— Description of the task —
Can you pull out every line in the entries below that contains the string "wooden"? Count a line only when its capitalization matches.

□ □ □ □ □

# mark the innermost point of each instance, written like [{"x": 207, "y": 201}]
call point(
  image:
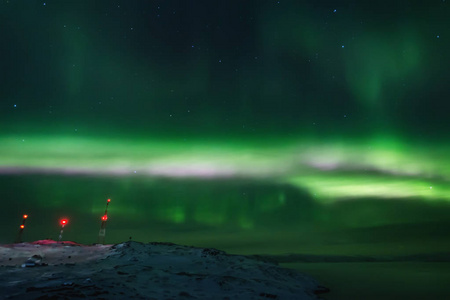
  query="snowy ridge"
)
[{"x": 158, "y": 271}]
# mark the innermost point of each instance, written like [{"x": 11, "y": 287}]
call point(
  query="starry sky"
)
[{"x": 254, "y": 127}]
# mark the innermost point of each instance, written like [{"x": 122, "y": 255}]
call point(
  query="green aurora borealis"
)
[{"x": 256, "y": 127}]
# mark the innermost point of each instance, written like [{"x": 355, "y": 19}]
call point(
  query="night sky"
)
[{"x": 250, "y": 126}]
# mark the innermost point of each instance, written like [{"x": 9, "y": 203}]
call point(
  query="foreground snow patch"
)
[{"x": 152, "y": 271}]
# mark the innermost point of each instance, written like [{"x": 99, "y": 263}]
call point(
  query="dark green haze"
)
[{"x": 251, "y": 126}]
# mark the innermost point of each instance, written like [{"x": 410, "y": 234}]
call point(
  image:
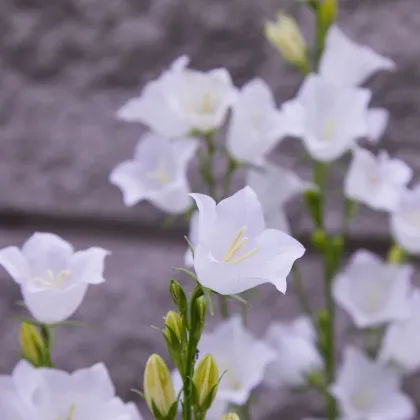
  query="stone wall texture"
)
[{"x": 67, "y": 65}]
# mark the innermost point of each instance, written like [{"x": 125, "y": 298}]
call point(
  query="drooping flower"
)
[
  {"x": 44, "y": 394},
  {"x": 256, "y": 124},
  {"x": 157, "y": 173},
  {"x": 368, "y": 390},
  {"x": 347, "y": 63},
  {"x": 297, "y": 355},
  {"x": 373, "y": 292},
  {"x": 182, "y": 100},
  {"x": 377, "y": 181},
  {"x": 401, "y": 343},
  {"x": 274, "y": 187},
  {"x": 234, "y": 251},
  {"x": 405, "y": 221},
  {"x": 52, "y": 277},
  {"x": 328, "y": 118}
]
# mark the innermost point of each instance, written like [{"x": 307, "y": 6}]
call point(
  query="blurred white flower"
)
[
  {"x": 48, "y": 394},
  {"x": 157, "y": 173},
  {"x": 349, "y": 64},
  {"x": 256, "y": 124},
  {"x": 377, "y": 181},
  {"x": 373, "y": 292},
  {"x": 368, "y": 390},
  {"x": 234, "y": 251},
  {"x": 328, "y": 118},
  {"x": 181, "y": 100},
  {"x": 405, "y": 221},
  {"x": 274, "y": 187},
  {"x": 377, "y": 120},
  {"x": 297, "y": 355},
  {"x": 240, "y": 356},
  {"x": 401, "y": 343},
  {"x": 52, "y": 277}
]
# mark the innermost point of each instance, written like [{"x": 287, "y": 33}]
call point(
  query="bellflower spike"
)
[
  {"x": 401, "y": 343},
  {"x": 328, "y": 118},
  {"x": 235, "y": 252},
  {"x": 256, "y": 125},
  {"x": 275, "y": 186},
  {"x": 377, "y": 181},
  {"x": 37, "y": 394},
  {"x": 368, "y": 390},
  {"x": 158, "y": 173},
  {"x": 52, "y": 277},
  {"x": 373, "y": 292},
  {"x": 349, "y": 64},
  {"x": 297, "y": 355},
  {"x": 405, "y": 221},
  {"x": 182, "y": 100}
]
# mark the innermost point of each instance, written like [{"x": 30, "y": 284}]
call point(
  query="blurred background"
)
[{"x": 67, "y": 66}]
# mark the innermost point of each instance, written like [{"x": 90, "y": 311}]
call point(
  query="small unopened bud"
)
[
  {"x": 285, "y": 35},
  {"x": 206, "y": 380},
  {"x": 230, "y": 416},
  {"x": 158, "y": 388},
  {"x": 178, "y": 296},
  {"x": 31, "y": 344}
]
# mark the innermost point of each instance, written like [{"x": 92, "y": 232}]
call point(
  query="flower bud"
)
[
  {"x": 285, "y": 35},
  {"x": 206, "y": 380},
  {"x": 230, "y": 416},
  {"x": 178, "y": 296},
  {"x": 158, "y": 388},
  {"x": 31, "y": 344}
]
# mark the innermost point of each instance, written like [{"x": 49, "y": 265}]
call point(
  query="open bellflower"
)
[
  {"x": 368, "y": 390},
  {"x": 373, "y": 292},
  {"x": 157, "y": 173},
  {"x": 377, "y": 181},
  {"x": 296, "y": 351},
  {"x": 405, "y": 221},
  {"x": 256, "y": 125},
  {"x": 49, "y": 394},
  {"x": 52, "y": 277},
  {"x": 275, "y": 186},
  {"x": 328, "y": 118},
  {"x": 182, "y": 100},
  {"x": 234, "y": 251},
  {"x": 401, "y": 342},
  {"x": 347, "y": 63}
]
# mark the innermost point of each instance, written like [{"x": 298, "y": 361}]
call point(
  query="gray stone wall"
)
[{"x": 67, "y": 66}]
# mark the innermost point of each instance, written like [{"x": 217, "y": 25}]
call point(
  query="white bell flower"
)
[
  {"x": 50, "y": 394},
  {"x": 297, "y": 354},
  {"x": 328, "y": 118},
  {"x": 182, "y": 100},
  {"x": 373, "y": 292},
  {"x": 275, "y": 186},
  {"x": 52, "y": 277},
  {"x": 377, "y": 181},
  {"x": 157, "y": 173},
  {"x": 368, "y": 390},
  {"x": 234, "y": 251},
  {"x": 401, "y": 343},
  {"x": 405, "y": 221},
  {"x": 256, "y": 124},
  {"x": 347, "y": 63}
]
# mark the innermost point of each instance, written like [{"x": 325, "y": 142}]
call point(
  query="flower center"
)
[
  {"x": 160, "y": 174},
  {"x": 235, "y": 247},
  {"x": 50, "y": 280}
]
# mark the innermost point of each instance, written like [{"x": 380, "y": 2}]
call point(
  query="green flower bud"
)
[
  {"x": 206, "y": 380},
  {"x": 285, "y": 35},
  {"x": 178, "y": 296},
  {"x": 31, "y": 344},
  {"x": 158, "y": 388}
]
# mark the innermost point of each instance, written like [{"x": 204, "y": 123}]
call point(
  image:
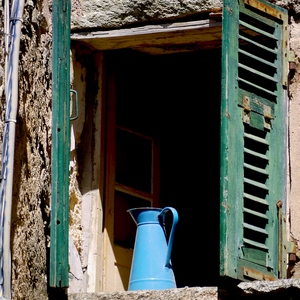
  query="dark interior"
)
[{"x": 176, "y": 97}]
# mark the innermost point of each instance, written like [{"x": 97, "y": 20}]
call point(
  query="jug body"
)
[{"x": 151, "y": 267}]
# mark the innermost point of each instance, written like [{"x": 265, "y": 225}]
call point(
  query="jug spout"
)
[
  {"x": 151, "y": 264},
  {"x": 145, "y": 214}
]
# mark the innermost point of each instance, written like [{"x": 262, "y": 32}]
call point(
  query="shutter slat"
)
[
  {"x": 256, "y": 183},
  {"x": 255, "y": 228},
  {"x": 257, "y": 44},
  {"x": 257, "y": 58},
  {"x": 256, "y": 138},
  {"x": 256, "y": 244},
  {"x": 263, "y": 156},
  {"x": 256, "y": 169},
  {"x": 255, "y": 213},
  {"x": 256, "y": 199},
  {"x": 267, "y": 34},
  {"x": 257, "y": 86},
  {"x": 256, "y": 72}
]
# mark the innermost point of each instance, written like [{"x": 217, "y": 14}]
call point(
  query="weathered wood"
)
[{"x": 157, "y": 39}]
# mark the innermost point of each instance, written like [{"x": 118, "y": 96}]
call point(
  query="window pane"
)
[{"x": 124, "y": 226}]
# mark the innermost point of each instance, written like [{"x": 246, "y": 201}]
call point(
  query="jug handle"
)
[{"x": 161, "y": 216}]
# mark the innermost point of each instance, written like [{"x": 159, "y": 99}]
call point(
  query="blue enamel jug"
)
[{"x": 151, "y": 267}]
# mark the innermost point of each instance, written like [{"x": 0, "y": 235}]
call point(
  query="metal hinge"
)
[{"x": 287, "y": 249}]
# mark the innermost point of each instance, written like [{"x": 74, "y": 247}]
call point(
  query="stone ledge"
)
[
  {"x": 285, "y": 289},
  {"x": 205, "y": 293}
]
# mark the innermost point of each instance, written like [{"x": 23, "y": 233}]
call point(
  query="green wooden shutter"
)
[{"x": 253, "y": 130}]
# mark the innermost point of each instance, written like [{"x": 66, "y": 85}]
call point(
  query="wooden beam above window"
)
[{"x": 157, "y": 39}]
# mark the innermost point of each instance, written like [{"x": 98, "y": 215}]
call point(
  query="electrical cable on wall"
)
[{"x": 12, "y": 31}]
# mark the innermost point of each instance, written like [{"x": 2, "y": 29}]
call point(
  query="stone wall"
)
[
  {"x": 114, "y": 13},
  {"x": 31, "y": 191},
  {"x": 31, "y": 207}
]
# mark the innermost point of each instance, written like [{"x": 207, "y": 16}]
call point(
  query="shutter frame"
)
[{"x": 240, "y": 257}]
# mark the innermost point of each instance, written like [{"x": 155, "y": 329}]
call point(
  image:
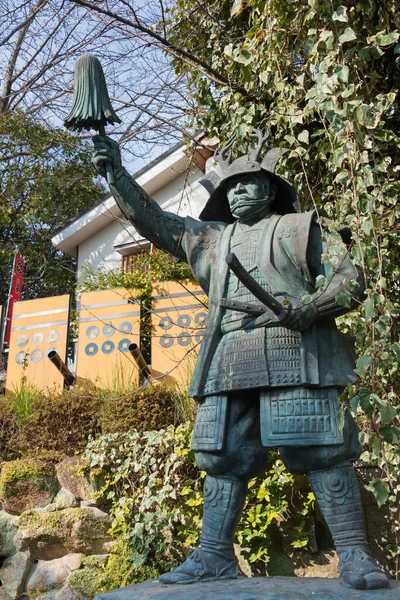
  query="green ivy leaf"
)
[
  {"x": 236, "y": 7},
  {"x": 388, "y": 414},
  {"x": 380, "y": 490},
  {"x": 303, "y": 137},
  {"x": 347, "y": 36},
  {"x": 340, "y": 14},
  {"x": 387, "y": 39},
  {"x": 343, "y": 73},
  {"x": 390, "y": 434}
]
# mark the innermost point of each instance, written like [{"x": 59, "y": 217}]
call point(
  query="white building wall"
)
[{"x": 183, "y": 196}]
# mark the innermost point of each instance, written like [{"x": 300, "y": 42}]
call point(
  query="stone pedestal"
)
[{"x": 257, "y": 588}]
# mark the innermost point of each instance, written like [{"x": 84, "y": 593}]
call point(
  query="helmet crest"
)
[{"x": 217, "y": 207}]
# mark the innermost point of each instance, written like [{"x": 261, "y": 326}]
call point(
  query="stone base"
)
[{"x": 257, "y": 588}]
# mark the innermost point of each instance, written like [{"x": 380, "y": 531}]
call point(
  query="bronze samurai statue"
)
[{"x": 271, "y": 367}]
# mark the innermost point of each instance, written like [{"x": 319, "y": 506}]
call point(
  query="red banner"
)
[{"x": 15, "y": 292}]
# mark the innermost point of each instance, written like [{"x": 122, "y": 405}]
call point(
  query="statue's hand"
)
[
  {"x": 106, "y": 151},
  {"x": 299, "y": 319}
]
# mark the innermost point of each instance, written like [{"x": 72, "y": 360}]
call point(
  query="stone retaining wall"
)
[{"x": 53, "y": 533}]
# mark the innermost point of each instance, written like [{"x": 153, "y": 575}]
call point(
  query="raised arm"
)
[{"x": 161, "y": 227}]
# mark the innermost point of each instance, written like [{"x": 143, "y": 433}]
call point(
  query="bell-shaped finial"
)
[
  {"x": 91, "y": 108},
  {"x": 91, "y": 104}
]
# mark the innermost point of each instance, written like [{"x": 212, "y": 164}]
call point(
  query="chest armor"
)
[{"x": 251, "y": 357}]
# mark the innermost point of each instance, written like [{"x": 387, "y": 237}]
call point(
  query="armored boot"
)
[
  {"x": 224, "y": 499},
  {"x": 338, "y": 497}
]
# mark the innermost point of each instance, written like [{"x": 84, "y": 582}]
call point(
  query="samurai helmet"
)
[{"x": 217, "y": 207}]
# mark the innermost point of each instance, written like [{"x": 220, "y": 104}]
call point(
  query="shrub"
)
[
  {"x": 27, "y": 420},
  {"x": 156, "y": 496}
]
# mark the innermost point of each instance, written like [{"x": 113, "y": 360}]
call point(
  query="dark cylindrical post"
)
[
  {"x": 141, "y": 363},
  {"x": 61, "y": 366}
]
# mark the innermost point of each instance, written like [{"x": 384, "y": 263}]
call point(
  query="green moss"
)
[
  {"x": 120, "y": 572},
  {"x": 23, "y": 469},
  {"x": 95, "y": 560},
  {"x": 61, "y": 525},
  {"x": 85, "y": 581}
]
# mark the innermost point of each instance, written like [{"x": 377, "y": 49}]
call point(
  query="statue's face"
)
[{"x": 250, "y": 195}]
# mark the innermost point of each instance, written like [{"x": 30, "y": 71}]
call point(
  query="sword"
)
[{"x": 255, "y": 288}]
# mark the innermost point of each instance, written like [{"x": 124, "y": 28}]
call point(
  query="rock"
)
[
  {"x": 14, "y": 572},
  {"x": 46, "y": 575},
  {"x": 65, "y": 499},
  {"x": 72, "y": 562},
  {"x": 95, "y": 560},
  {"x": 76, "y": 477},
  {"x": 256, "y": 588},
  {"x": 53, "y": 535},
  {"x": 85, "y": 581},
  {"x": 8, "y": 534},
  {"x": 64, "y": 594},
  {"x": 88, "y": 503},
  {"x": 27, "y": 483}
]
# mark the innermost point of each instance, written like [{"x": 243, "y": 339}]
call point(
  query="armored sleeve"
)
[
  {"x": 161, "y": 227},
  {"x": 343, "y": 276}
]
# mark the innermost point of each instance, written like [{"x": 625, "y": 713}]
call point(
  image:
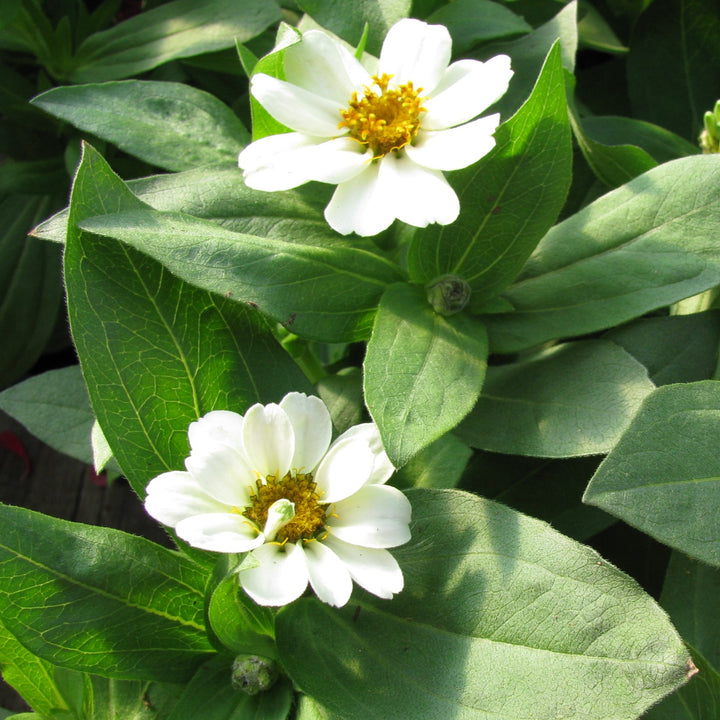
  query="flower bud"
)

□ □ □ □ □

— Result —
  query="green wooden shutter"
  query="wooden beam above window"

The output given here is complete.